Gösterilen metin
________________________________________

Bunlardan birincisi politik ve askeri bir güç olarak İsrail’dir. İsrail, saldırgan, yayılmacı, ırkçı yapısını korumak ve Filistin topraklarını, Filistin halkının özgürlüklerini, haklarını yeniden kazanılmasını engellemek için Yahudi nüfusunu mobilize etmeye çalışan politik, askeri ve ekonomik bir varlık olarak tanımlanmıştır. İsrail’in teknolojik üstünlüğünün ve bu üstünlüğünün kendisine verdiği kolay hareket etme kabiliyetinin mücadele içerisinde unutulmaması gerektiği ve İsrail’in de bir ölüm kalım savaşı verdiği vurgulanmıştır. Belirtmek gerekir ki gerek örgütün yayın organlarında yayınlanan yazılarda gerekse de strateji belgesinde belirtildiği şekliyle mücadelenin sadece Siyonist İsrail’e karşı yürütüldüğü, Yahudilerin bu mücadelenin hedefi olmadığı vurgulanmıştır. Hatta İsrail’in mücadeleyi Yahudi karşıtıymış gibi göstermeye çalıştığına dikkat çekilmiştir.

________________________________________

Gösterilen kayıtlar
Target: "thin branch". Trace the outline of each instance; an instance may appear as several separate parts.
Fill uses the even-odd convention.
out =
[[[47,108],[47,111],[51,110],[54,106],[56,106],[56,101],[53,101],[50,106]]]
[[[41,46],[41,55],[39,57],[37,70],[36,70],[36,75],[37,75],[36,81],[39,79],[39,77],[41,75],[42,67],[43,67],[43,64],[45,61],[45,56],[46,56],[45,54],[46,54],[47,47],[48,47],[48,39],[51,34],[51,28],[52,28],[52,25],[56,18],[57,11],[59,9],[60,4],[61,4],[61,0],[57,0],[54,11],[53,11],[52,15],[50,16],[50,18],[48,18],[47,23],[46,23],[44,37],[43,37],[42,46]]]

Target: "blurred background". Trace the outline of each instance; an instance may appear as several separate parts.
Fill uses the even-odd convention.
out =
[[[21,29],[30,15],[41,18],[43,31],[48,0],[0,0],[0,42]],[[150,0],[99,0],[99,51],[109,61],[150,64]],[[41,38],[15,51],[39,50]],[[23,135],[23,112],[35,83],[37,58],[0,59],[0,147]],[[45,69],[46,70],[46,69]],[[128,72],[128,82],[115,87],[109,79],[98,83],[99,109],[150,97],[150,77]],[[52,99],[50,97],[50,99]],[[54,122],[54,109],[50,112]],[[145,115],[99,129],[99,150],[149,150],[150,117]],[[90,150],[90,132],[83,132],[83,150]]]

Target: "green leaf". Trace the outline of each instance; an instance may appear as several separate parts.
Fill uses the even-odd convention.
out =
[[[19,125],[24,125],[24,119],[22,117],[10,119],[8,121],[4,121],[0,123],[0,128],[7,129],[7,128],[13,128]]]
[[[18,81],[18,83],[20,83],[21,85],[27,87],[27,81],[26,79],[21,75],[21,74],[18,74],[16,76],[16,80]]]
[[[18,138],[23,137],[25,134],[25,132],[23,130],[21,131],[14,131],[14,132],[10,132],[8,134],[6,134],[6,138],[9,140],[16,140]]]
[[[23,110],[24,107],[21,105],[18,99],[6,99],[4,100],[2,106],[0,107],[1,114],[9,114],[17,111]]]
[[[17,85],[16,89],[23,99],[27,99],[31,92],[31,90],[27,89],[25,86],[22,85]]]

________________________________________

Yapılması gereken
İsrail'i politik ve askeri bir güç olarak tanımlayan metni, hiçbir değişiklik yapmadan baştan sona yazınız. Kayıtlar farklı bir kaynaktan alınmıştır.

Eksiksiz çözüm
Bunlardan birincisi politik ve askeri bir güç olarak İsrail’dir. İsrail, saldırgan, yayılmacı, ırkçı yapısını korumak ve Filistin topraklarını, Filistin halkının özgürlüklerini, haklarını yeniden kazanılmasını engellemek için Yahudi nüfusunu mobilize etmeye çalışan politik, askeri ve ekonomik bir varlık olarak tanımlanmıştır. İsrail’in teknolojik üstünlüğünün ve bu üstünlüğünün kendisine verdiği kolay hareket etme kabiliyetinin mücadele içerisinde unutulmaması gerektiği ve İsrail’in de bir ölüm kalım savaşı verdiği vurgulanmıştır. Belirtmek gerekir ki gerek örgütün yayın organlarında yayınlanan yazılarda gerekse de strateji belgesinde belirtildiği şekliyle mücadelenin sadece Siyonist İsrail’e karşı yürütüldüğü, Yahudilerin bu mücadelenin hedefi olmadığı vurgulanmıştır. Hatta İsrail’in mücadeleyi Yahudi karşıtıymış gibi göstermeye çalıştığına dikkat çekilmiştir.